Because the "monolithic" security solutions (like SELinux, AppArmor, and
others) tend to have already taken the single existing LSM slot in many
distributions, these simpler, more targeted LSMs are generally unable to be
used. But a discussion on the linux-security-module mailing list
suggests that work is being done that just might solve this problem.
The existing implementation of LSMs uses a single set of function pointers
in a struct security_operations
for the "hooks" that get called when access decisions need to be made.
Once a security module gets registered (typically at boot time using the
security= flag), its implementation is stored in the structure and
any other LSM is out of luck. The idea behind LSM stacking would be to
keep multiple versions of the security_operations structure around
and to call each registered LSM's hooks for an access decision. While that
sounds fairly straightforward, there are some subtleties that need to be
addressed, especially if different LSMs give different answers for a
particular access.
This problem with the semantics of "composing" two (or more) LSMs has been
discussed at various points, without any real global solution for composing
arbitrary LSMs. As Serge E. Hallyn warned
over a year ago:
The problem is that composing any two security policies can quickly have
subtle, unforeseen, but dangerous effects. That's why so far we have
stuck with the status quo where only one LSM is 'active', but that LSM
can manually call hooks from other LSMs.
There is one example of stacking LSMs as Hallyn describes in the
kernel already; the capabilities LSM is called directly from
other
LSMs where necessary. That
particular approach is not very general, of course, as LSM maintainers are
likely to lose patience with adding calls for every other possible LSM. A
more easily expandable solution is required.
David Howells posted a set of patches that
would add that expansion mechanism. It does that by allowing multiple
calls to the register_security() initialization function, each
with its own set of security_operations. Instead of the current
situation, where each LSM manages its own data for each kind of object
(credentials, keys, files, inodes, superblocks, IPC, and sockets), Howell's
security framework will allocate and manage that data for the LSMs.

→ DATA EXTRACT:

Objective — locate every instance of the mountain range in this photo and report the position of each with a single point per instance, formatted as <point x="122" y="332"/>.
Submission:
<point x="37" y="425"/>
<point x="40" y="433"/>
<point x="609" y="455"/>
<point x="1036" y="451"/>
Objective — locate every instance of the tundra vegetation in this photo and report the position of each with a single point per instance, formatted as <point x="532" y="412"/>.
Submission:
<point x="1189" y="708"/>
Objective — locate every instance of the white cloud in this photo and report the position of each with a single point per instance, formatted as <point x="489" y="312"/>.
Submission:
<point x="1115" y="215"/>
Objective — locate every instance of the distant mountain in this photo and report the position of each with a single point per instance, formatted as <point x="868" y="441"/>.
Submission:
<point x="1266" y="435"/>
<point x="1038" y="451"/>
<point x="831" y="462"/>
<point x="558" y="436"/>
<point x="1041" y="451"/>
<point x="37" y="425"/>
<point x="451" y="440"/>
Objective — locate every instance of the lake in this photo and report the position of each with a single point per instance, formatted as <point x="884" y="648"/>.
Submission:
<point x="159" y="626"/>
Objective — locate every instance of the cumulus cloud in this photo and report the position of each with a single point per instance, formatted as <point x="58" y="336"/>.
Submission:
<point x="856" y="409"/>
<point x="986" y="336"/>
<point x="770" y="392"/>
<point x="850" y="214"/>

→ PROBLEM STATEMENT: Rewrite the LSM stacking text from "The existing implementation" up to and including "particular access.", replacing "function pointers" with "callback pointers". Answer from the text alone.

→ THE OUTPUT:
The existing implementation of LSMs uses a single set of callback pointers
in a struct security_operations
for the "hooks" that get called when access decisions need to be made.
Once a security module gets registered (typically at boot time using the
security= flag), its implementation is stored in the structure and
any other LSM is out of luck. The idea behind LSM stacking would be to
keep multiple versions of the security_operations structure around
and to call each registered LSM's hooks for an access decision. While that
sounds fairly straightforward, there are some subtleties that need to be
addressed, especially if different LSMs give different answers for a
particular access.